SUPPLIED PASSAGE —
::::::::::

Classification of Eukaryotic and Prokaryotic sequences from metagenomic datasets
- Requires Python3
- Install with conda (recommended)
$ conda create -y -n eukrep-env -c bioconda scikit-learn==0.19.2 eukrep
- Install with pip (requires scikit-learn v 0.19.2)
$ pip install EukRep
- Identify and output sequences predicted to be of eukaryotic origin from a fasta file:
$ EukRep -i <Sequences in Fasta format> -o <Eukaryote sequence output file>
- Identify and output both sequences of eukaryotic and prokaryotic origin from a fasta file:
$ EukRep -i <Sequences in Fasta format> -o <Eukaryote sequence output file> --prokarya <Prokaryote sequence output file>
EukRep is intended to be used as one part of a larger pipeline. For obtaining high quality gene predictions and binning identified eukaryotic contigs as described in "Genome-reconstruction for eukaryotes from complex natural microbial communities" (West et al. in review), see methods section https://doi.org/10.1101/171355
-or-
See a provided example workflow (work in progess) https://github.com/patrickwest/EukRep_Pipeline
The stringency of identifying eukaryotic contigs can be adjusted with -m. The false positive rate (FPR) and false negative rate (FNR) for the strict, balanced, and lenient modes are shown below. Default is balanced. Prior to version 0.6.5, lenient was the default.
20kb
5kb
Data was obtained by running EukRep on 20kb and 5kb fragmented scaffolds from genomes from mock novel phyla.
In our experience, most metagenomes do not have a eukaryotic genome present; however, EukRep has a false positive rate and you will still receive output in these cases.

::::::::::

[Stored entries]
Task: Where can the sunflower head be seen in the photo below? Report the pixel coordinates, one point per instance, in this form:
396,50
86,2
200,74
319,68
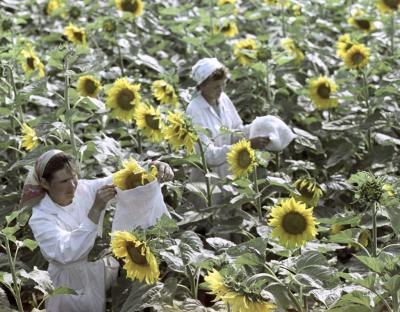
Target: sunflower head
148,119
388,6
134,7
343,45
241,158
164,92
140,262
356,57
53,5
180,132
31,63
29,137
88,86
228,29
75,34
321,91
133,175
244,49
293,223
309,190
292,49
122,99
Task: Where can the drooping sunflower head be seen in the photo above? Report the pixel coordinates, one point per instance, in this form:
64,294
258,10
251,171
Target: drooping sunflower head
356,57
75,34
31,63
321,91
241,158
244,49
122,99
343,45
88,86
229,29
388,6
180,132
53,5
309,190
292,49
140,262
29,137
359,20
133,175
134,7
148,119
293,223
164,92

::::::::::

WHAT TO DO — Output verbatim the stretch of the EukRep instructions from "Classification of Eukaryotic" through "scikit-learn v 0.19.2)". This data has no connection to the EukRep instructions.

FINISHED TASK —
Classification of Eukaryotic and Prokaryotic sequences from metagenomic datasets
- Requires Python3
- Install with conda (recommended)
$ conda create -y -n eukrep-env -c bioconda scikit-learn==0.19.2 eukrep
- Install with pip (requires scikit-learn v 0.19.2)